:: PROMPT ::
Gather every line of the records below that contains the string "surface", matching case exactly.

:: SUPPLIED DATA ::
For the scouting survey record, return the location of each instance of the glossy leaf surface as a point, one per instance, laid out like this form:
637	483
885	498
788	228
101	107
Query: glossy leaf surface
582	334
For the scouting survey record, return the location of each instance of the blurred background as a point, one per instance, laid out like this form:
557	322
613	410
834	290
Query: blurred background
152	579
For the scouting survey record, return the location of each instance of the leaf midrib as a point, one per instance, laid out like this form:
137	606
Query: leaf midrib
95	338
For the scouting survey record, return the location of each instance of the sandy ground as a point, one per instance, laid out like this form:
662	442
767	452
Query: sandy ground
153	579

==

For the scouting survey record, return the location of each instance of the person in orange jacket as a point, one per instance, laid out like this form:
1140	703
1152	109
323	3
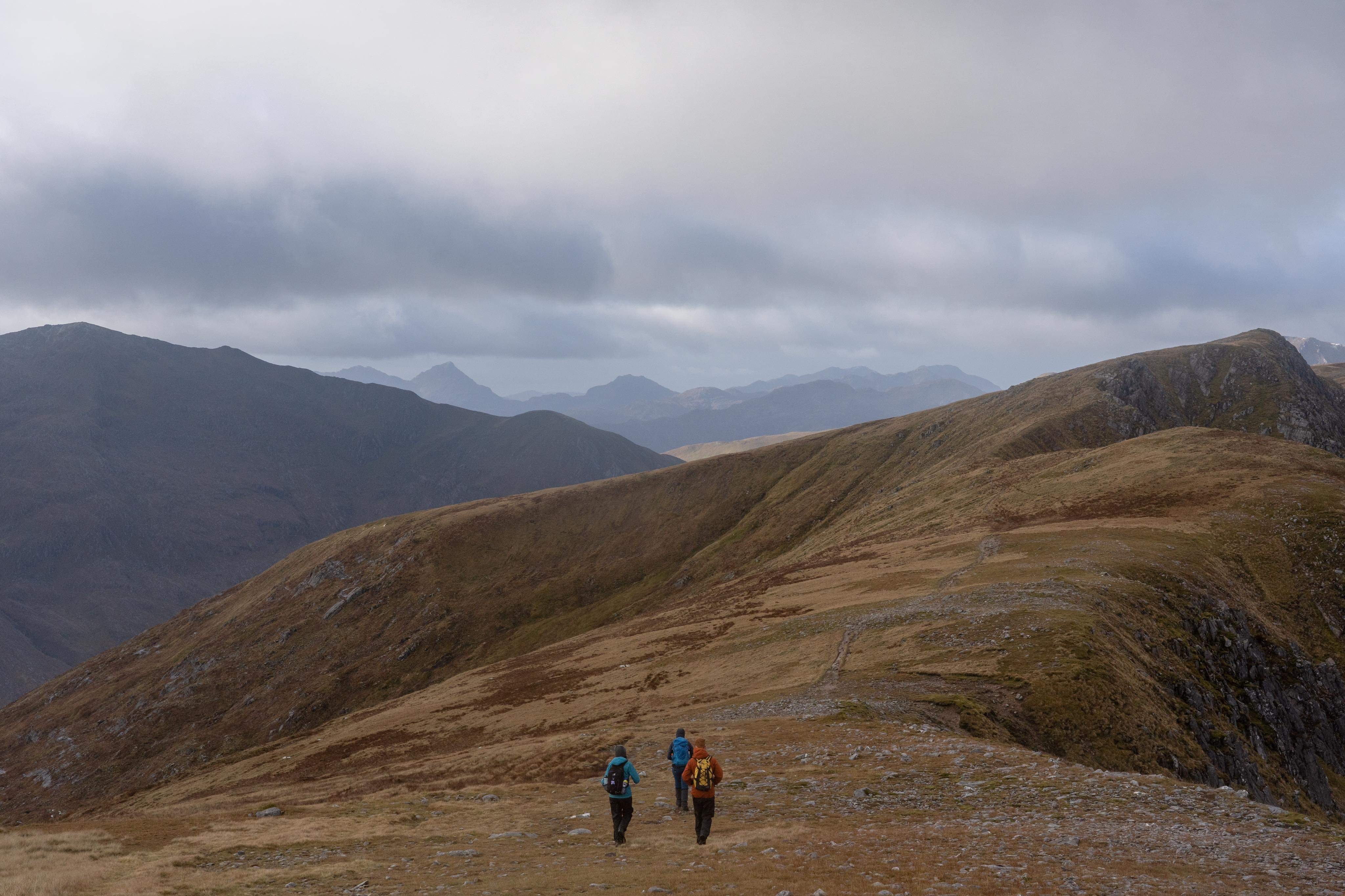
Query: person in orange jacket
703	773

:: SOLUTION FOR THIS EXERCISE ::
For the scouting survey record, return the location of each instance of the glossy leaf surface as a point, one per instance, laid out like this form:
Query: glossy leaf surface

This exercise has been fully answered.